(Entries provided)

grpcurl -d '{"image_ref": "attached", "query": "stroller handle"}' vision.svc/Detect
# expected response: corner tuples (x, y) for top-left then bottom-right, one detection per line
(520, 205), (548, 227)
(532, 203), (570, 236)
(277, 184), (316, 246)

(End Entries provided)

## Problem to work on
Would you copy out all the entries above without changing a single character?

## Task output
grpcurl -d '{"image_ref": "attached", "query": "stroller handle"}' vision.svc/Detect
# expected response: corner tuples (x, y) for top-left then bottom-right, one detection per line
(520, 205), (548, 227)
(532, 203), (570, 236)
(277, 184), (316, 246)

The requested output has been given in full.